◆ **DO THIS**: Retype every entry exactly, character for character.

◆ **DATA SHOWN**:
____________________

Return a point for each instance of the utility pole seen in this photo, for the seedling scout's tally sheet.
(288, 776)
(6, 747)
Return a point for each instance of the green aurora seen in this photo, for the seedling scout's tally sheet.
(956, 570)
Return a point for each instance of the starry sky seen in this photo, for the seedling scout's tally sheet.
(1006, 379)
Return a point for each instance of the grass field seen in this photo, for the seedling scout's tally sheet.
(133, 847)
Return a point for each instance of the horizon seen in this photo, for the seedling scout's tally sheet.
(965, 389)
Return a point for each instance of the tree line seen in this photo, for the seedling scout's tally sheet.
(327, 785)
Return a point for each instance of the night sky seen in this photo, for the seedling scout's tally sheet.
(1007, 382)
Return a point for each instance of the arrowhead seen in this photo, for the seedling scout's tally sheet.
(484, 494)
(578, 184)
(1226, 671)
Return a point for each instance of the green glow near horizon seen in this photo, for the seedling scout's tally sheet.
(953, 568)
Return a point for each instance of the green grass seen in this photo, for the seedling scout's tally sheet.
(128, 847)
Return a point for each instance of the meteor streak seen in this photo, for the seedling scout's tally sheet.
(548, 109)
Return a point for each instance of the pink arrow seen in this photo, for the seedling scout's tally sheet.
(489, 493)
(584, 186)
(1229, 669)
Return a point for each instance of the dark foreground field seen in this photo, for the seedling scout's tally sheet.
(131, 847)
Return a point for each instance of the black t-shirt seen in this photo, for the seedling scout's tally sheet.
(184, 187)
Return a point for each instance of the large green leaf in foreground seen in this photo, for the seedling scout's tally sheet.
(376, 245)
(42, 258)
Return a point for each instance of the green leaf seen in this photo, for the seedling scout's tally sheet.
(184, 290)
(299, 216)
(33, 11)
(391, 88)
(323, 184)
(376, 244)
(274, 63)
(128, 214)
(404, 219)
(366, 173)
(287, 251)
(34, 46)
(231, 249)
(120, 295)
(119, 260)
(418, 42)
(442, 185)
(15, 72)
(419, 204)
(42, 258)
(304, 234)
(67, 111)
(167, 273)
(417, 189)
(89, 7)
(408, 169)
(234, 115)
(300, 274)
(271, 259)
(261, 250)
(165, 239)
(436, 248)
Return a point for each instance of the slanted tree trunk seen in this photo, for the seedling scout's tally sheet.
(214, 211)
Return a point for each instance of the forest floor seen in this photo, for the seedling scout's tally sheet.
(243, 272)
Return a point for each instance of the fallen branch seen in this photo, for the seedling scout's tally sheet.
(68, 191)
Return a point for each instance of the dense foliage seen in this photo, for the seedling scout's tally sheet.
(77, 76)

____________________

◆ **TASK RESULT**:
Return a point for each instance of the utility pole seen in this photo, for the seedling scout's tally sheet.
(288, 776)
(6, 747)
Return a point for each instance of the green aurora seen in this photo, for the seedling scout's tally sheet.
(956, 570)
Return a point for each instance of the starry sky seen in this photo, for the seedling scout's tally sheet.
(1006, 379)
Return a point for each instance of the grass field seen in this photo, for the seedling scout's tally sheet.
(133, 847)
Return a point for each instance of the horizon seen in this photo, for the seedling scout's tally sheet.
(965, 389)
Return a point for each instance of the tree line seen in this photo, for the seedling scout's tally sheet.
(327, 785)
Return a point for each instance of the night sky seen in this photo, for the seedling scout's tally sheet.
(1007, 382)
Return a point for each instance of the arrowhead seen in this photo, for the seedling scout's tally sheet.
(484, 494)
(578, 184)
(1226, 671)
Return a point for each instance of the green glow near horizon seen in this photo, for the seedling scout's tally sheet.
(953, 568)
Return a point for each instance of the green grass seen in this photo, for the seedling scout's tally sheet.
(128, 847)
Return a point for each instance of the meteor streak seen in this photo, for the seedling scout's tally sheet.
(548, 109)
Return a point for each instance of the pink arrow seen in this photo, for the seedling scout's tally sheet.
(489, 493)
(584, 186)
(1229, 669)
Return a point for each instance of the dark foreground field seen in this photo, for the seedling scout's tally sheet.
(131, 847)
Return a point for each instance of the black t-shirt seen in this photo, for the seedling scout's tally sheet.
(184, 187)
Return a point for each instance of the large green leaf in foreground seen in this photo, for the seedling scout's tally sheet.
(376, 245)
(42, 258)
Return a point for each instance of the green leaf seen in this photo, for the seedling scout's tally sheet.
(184, 290)
(299, 216)
(33, 11)
(391, 88)
(323, 184)
(376, 244)
(274, 63)
(128, 214)
(404, 219)
(366, 173)
(287, 251)
(34, 46)
(231, 249)
(120, 295)
(119, 260)
(418, 42)
(442, 185)
(15, 72)
(419, 204)
(42, 258)
(304, 234)
(67, 111)
(167, 273)
(417, 189)
(89, 7)
(408, 169)
(234, 115)
(300, 274)
(271, 259)
(261, 250)
(165, 239)
(436, 248)
Return a point for each instance of the slanted tree trunk seen in this photo, for the seedling scout's tally sheet.
(214, 211)
Return a point for each instance of the forest floor seen in this photo, for the seedling scout's tally sheet.
(243, 272)
Return a point for each instance of the fallen branch seen in this photo, for the seedling scout's tally sheet.
(68, 191)
Return a point for each instance of the dense foliage seen in this photo, for the seedling scout's tally sheet.
(77, 76)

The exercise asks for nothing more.